# [AIM OF THE TASK]
In the funeral notice for Christopher Hannon, substitute "leader" for "commander" and write out the passage from "While Hannon spent" up to and including "to September 2011.".

# [SOURCE EXCERPT]
----
Retired Col. Christopher "Sunshine" Hannon

A funeral service for retired Col. Christopher “Sunshine” Hannon will be held noon Feb. 23, 2018 at the South Patrick Air Force Base Chapel, 84 Harrier Ave., Satellite Beach, Florida, 32937. Hannon's burial will follow at 2:30 p.m. at Cape Canaveral National Cemetery, 5525 U.S. Highway 1, North Mims, Florida, 32754. Upon arrival to the cemetery, there will be signs posted directing people where to go. (U.S. Air Force photo)

PATRICK AIR FORCE BASE, Fla -- Friends and family of retired Col. Christopher “Sunshine” Hannon are invited to attend his funeral service at noon Feb. 23 at the South Patrick Air Force Base Chapel, followed by his burial with full military honors at 2:30 p.m. at Cape Canaveral National Cemetery, Florida.

The former Reserve Citizen Airmen rescue pilot was fatally struck by a car while riding his bicycle in Vero Beach earlier this month, less than two years after his retirement from a 32-year Air Force career.

"The loss of Colonel Chris Hannon came as a shock to us all,” said Col. Kurt Matthews, 920th Rescue Wing commander. “It's still hard for me to believe. He was an incredible husband, father, pilot, and leader.”

“He had a passion for life, and always had fun,” he continued. “He was taken way too soon. He was my boss, my mentor, and my friend... I miss him. Our hearts go out to his wife Teresa, and daughters Chelsea and Caitlyn. Chris ‘Sunshine’ Hannon was a legend in the rescue community and we are rallying around them during this tragic time."

While Hannon spent the last seven years of his Air Force career at Headquarters Air Force Reserve Command, Robins Air Force Base, Georgia, he spent more than a decade and a half with the 920th Rescue Wing between 1994 and 2011. Hannon last served at the wing as the 920th Operations Group commander from December 2009 to September 2011.

Chief Master Sgt. Randy Wells, 301st Rescue Squadron chief enlisted manager, said he first met Hannon when he was a major serving as the squadron’s director of operations in 2000. Hannon hired Wells as an air reserve technician in the unit that year.

“He had such a good disposition,” said Wells. “He always saw the brighter side of things in life, hence his call sign, ‘Sunshine.’ It’s an honor to have served alongside him.”
----
# [DATA ENTRIES]
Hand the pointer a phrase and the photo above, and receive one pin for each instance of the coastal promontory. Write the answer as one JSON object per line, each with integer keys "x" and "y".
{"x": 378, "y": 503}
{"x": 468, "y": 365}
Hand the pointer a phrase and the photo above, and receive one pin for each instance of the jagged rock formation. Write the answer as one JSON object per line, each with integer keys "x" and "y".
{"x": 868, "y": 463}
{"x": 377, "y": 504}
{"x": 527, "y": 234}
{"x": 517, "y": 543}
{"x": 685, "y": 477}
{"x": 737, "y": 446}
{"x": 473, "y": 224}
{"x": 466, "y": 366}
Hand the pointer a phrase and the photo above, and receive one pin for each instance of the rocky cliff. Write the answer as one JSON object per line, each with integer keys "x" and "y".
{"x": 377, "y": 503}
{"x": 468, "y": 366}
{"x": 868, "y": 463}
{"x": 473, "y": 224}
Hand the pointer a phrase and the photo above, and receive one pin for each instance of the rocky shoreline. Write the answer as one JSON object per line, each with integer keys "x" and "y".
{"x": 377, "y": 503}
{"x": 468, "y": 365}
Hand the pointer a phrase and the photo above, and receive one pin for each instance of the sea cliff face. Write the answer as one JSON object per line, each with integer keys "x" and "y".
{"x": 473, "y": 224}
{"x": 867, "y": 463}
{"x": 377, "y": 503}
----
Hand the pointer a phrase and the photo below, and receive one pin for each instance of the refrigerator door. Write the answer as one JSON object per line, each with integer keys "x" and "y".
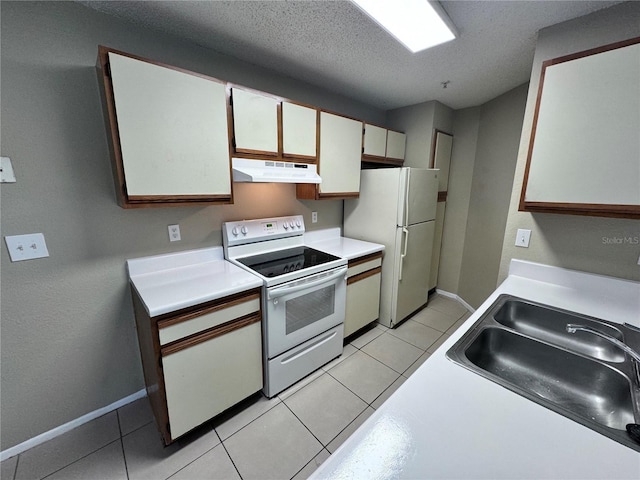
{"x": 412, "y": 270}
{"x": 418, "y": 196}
----
# [ANSWER FOR THIS EXERCISE]
While Hannon spent the last seven years of his Air Force career at Headquarters Air Force Reserve Command, Robins Air Force Base, Georgia, he spent more than a decade and a half with the 920th Rescue Wing between 1994 and 2011. Hannon last served at the wing as the 920th Operations Group leader from December 2009 to September 2011.